%%

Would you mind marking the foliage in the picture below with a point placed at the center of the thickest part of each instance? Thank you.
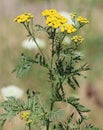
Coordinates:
(63, 66)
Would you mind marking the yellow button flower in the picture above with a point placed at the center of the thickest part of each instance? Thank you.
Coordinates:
(26, 17)
(76, 39)
(82, 20)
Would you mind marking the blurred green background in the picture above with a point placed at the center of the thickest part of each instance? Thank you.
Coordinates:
(12, 35)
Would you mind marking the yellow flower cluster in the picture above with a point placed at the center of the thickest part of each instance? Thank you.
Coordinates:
(82, 20)
(25, 115)
(73, 15)
(77, 39)
(55, 20)
(26, 17)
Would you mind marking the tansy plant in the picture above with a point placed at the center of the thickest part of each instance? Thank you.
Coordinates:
(64, 66)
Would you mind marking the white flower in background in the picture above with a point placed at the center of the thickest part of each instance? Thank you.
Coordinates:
(67, 15)
(11, 90)
(30, 44)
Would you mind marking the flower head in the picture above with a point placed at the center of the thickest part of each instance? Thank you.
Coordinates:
(11, 90)
(30, 44)
(82, 20)
(25, 115)
(56, 20)
(68, 16)
(26, 17)
(77, 38)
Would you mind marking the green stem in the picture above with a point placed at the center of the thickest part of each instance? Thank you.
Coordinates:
(51, 69)
(29, 126)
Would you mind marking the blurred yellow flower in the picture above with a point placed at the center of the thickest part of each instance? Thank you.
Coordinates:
(68, 27)
(82, 20)
(77, 38)
(25, 17)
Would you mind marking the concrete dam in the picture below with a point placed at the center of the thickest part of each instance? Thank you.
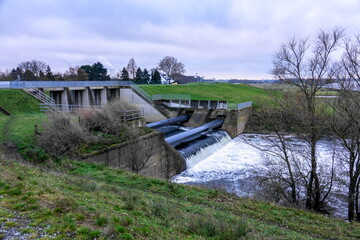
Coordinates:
(186, 131)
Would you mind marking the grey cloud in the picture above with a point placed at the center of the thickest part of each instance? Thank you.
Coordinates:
(212, 37)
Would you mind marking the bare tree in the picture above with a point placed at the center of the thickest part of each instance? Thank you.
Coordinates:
(170, 66)
(131, 68)
(346, 119)
(308, 67)
(284, 172)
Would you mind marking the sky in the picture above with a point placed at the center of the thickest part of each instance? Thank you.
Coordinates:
(219, 39)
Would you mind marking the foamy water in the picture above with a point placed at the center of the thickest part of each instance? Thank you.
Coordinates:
(236, 166)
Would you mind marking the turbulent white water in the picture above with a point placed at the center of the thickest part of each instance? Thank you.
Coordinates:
(236, 166)
(204, 152)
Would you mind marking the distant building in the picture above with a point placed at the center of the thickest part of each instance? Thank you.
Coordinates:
(182, 79)
(165, 79)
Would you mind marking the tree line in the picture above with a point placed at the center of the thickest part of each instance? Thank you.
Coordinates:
(298, 177)
(36, 70)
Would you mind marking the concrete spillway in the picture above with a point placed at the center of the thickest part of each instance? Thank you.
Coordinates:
(181, 137)
(169, 121)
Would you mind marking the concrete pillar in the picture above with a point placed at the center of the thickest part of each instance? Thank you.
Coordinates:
(64, 100)
(56, 95)
(86, 97)
(104, 96)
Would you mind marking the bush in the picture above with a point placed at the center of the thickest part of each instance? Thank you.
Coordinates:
(108, 119)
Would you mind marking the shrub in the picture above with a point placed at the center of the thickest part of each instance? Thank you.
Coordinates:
(63, 135)
(108, 119)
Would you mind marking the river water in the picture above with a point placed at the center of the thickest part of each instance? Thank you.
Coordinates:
(237, 166)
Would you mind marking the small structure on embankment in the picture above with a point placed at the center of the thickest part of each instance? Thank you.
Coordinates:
(149, 155)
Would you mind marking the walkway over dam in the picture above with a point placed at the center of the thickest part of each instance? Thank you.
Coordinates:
(156, 108)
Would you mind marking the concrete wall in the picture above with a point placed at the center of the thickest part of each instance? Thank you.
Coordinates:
(234, 120)
(150, 112)
(164, 162)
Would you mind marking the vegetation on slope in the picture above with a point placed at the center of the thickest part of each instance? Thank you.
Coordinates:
(18, 101)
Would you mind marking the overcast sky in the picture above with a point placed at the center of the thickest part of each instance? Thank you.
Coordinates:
(215, 38)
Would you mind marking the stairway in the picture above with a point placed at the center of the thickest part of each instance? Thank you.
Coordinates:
(144, 95)
(4, 111)
(38, 94)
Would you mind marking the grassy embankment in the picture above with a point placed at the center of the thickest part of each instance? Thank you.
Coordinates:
(80, 200)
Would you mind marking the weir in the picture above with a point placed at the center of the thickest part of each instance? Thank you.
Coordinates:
(174, 120)
(190, 134)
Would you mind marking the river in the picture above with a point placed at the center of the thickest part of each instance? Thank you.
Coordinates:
(237, 165)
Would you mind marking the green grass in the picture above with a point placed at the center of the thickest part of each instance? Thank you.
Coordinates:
(233, 93)
(79, 200)
(17, 101)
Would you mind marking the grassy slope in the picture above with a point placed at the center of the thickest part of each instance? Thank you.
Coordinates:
(87, 200)
(233, 93)
(17, 101)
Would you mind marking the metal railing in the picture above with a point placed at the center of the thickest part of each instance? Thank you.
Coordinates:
(141, 92)
(171, 97)
(38, 94)
(55, 84)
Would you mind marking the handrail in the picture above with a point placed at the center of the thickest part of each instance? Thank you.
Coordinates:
(141, 91)
(125, 115)
(38, 94)
(171, 97)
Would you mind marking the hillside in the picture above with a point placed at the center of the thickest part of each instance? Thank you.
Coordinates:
(70, 199)
(84, 201)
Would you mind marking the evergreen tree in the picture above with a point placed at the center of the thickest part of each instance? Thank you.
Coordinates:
(99, 73)
(124, 75)
(131, 68)
(29, 76)
(138, 76)
(15, 73)
(96, 72)
(146, 76)
(155, 77)
(88, 70)
(48, 74)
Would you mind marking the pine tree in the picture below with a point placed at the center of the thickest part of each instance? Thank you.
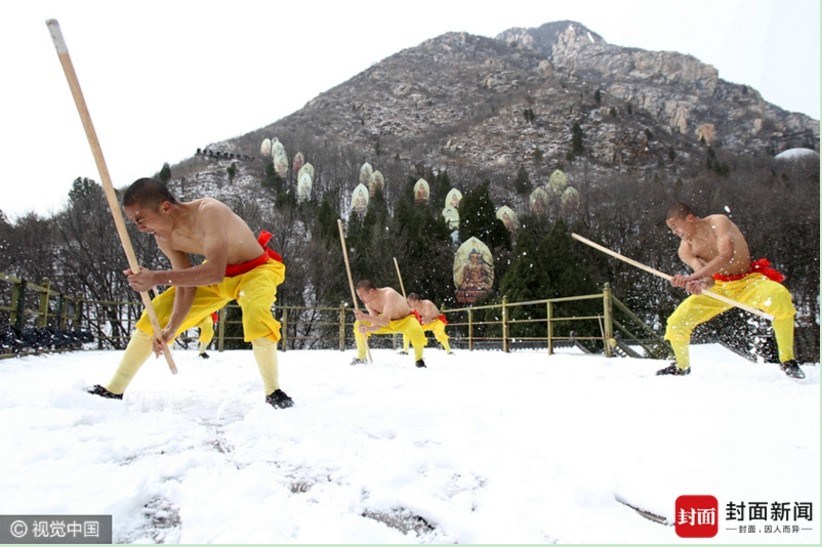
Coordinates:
(478, 219)
(522, 184)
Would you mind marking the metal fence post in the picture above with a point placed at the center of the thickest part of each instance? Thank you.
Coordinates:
(18, 304)
(608, 328)
(42, 319)
(505, 347)
(342, 326)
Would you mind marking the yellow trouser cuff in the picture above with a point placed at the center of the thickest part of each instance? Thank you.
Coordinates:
(265, 353)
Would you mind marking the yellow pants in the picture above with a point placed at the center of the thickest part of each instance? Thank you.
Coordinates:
(755, 290)
(206, 326)
(407, 326)
(438, 328)
(255, 292)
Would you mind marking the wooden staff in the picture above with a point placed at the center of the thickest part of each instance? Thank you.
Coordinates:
(108, 187)
(351, 280)
(648, 269)
(399, 276)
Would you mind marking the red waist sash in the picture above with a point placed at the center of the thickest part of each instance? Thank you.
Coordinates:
(233, 270)
(762, 265)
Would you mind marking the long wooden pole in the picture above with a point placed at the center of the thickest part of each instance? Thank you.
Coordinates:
(399, 276)
(350, 279)
(108, 187)
(657, 273)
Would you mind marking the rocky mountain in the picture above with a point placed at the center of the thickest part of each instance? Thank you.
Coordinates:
(557, 96)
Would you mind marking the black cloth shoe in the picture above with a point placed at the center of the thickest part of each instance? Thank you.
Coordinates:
(104, 393)
(791, 368)
(673, 370)
(278, 399)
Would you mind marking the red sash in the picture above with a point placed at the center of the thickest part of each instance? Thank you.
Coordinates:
(762, 265)
(233, 270)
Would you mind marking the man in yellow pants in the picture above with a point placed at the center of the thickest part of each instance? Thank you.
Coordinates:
(717, 252)
(432, 321)
(206, 326)
(237, 266)
(387, 312)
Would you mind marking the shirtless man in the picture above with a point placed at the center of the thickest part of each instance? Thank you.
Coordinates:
(237, 266)
(387, 313)
(718, 254)
(431, 319)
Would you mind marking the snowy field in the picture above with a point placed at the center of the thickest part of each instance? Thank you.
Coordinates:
(480, 447)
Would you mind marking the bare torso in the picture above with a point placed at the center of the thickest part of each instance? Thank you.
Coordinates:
(389, 303)
(205, 222)
(717, 239)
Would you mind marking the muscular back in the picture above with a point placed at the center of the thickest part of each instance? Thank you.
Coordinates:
(716, 239)
(210, 228)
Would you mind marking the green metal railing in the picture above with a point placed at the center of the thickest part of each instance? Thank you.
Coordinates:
(504, 325)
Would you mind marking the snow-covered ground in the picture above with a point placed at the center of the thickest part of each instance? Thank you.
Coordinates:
(480, 447)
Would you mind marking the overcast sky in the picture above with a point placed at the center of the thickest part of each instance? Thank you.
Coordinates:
(162, 78)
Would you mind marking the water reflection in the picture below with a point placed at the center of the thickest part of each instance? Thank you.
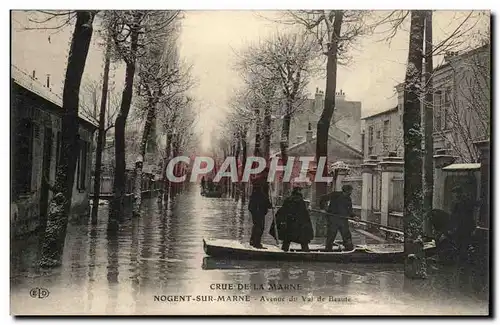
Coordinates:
(121, 267)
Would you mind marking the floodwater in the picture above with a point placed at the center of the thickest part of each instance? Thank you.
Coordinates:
(155, 265)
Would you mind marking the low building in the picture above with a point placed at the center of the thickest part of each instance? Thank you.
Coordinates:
(36, 114)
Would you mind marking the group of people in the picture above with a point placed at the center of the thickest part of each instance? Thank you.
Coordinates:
(454, 233)
(293, 222)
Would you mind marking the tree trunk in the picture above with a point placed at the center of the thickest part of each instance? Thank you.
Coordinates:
(329, 105)
(174, 186)
(236, 190)
(146, 134)
(256, 150)
(415, 266)
(57, 219)
(285, 133)
(100, 136)
(166, 182)
(428, 124)
(243, 163)
(266, 146)
(120, 124)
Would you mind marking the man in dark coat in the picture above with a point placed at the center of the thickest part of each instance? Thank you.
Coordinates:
(339, 208)
(293, 222)
(443, 235)
(463, 217)
(258, 206)
(203, 183)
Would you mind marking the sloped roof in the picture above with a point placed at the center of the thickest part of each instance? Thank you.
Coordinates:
(24, 80)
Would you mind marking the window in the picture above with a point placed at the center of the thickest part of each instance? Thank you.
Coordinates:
(82, 165)
(385, 139)
(23, 156)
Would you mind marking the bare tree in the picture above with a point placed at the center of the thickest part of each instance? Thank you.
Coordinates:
(428, 122)
(415, 265)
(158, 72)
(336, 32)
(285, 61)
(57, 221)
(131, 31)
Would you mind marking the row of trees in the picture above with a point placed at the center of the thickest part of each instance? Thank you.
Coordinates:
(275, 77)
(155, 90)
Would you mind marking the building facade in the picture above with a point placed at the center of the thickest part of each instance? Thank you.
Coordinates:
(36, 115)
(345, 125)
(461, 109)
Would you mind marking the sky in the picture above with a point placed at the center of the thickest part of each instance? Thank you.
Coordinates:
(209, 41)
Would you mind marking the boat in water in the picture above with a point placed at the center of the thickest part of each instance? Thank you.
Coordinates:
(370, 253)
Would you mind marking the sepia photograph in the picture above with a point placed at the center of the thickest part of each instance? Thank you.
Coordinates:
(312, 162)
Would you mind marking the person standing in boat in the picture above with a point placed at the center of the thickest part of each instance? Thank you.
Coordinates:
(203, 183)
(258, 206)
(339, 209)
(293, 222)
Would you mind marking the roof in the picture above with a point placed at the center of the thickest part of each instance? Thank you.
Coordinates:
(24, 80)
(381, 113)
(356, 151)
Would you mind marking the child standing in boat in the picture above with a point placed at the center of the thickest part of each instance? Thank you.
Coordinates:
(339, 209)
(293, 222)
(258, 206)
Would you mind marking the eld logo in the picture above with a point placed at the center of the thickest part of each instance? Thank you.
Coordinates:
(39, 293)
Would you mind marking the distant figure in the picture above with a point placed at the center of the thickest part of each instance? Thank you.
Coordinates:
(443, 235)
(293, 222)
(339, 208)
(463, 216)
(258, 206)
(203, 183)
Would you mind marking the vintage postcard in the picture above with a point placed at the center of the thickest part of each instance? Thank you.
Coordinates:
(290, 162)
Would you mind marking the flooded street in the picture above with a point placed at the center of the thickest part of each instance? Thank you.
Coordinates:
(141, 267)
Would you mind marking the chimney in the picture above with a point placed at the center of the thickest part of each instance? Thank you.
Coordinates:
(309, 133)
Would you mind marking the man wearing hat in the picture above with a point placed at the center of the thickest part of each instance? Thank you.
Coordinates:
(258, 206)
(339, 209)
(293, 222)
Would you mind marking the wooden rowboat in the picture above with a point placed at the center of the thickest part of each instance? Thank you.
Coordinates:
(216, 194)
(372, 253)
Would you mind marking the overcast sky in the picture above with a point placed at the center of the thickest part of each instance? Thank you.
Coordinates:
(209, 40)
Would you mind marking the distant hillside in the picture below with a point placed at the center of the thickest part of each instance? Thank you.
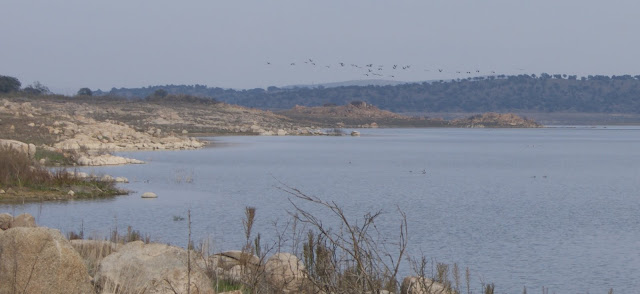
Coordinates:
(360, 83)
(523, 93)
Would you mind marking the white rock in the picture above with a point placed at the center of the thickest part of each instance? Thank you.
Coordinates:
(149, 195)
(122, 180)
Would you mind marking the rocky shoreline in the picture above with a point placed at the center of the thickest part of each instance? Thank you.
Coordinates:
(88, 131)
(42, 260)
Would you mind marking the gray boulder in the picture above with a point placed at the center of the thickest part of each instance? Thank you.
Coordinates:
(150, 268)
(40, 260)
(285, 272)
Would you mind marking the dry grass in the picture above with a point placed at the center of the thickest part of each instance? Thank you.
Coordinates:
(31, 181)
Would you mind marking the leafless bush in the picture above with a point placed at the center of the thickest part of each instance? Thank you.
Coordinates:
(353, 259)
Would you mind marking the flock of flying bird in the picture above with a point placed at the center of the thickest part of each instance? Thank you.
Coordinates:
(371, 70)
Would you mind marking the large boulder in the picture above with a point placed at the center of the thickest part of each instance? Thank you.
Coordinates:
(422, 285)
(234, 265)
(285, 272)
(40, 260)
(93, 251)
(5, 221)
(150, 268)
(24, 148)
(24, 220)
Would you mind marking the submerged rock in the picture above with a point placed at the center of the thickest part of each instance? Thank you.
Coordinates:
(149, 195)
(24, 220)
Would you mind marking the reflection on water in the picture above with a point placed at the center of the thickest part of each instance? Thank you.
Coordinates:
(523, 207)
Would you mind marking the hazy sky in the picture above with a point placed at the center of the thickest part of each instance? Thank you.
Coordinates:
(103, 44)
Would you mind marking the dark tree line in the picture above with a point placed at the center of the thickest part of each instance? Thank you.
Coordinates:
(543, 93)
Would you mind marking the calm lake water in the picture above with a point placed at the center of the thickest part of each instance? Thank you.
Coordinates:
(553, 207)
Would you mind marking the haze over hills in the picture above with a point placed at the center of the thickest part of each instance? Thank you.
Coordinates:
(522, 93)
(360, 83)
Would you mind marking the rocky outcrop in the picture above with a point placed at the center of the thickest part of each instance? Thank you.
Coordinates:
(234, 265)
(5, 221)
(40, 260)
(285, 272)
(24, 148)
(152, 268)
(88, 134)
(495, 120)
(421, 285)
(24, 220)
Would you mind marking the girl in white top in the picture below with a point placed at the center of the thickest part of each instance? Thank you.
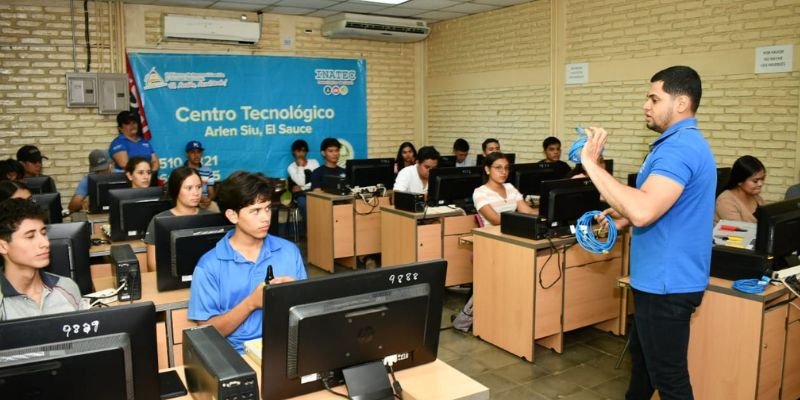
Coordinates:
(496, 196)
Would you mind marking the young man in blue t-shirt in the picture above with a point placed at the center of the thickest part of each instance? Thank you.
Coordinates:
(672, 214)
(228, 282)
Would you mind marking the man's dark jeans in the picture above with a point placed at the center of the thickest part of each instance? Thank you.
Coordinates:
(659, 345)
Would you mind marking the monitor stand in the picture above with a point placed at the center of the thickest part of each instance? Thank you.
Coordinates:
(368, 382)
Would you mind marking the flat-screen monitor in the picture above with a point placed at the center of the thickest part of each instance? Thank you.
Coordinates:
(180, 242)
(317, 327)
(527, 177)
(132, 209)
(40, 184)
(102, 353)
(453, 185)
(778, 229)
(51, 203)
(564, 201)
(69, 252)
(370, 172)
(99, 185)
(509, 156)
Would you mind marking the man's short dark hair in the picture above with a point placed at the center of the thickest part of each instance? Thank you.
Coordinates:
(460, 145)
(681, 80)
(299, 144)
(487, 141)
(243, 189)
(329, 142)
(550, 141)
(14, 211)
(427, 153)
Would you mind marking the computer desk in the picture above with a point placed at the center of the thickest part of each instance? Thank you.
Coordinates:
(342, 227)
(432, 381)
(408, 237)
(526, 293)
(744, 346)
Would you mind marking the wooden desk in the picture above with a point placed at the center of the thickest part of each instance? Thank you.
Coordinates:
(172, 312)
(408, 237)
(341, 228)
(525, 292)
(432, 381)
(745, 346)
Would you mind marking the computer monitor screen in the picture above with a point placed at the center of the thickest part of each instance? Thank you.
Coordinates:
(370, 172)
(81, 355)
(69, 252)
(564, 201)
(40, 184)
(446, 162)
(50, 202)
(527, 177)
(180, 242)
(99, 185)
(511, 157)
(778, 228)
(317, 327)
(453, 185)
(132, 209)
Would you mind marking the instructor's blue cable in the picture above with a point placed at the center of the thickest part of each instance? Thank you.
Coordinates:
(585, 235)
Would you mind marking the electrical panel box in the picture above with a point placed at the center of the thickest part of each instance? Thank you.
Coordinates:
(81, 89)
(113, 95)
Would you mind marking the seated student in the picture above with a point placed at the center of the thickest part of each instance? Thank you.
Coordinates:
(329, 148)
(14, 190)
(99, 163)
(185, 188)
(25, 289)
(497, 196)
(406, 155)
(227, 285)
(138, 172)
(742, 196)
(552, 154)
(414, 178)
(461, 151)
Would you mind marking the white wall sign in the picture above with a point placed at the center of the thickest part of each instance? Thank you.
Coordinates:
(774, 59)
(577, 73)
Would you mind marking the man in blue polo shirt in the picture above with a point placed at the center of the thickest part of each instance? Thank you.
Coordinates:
(672, 213)
(228, 282)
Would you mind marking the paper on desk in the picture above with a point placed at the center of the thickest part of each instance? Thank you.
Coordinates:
(744, 237)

%%

Written instruction: Quote word for word everything from the line containing "Would you mind marking the paper" down to the end of the items, including both ends.

The reply:
Would you mind marking the paper on desk in the picture above with a point placed at the center of the thickest part of each instance? Thank you.
Coordinates:
(744, 237)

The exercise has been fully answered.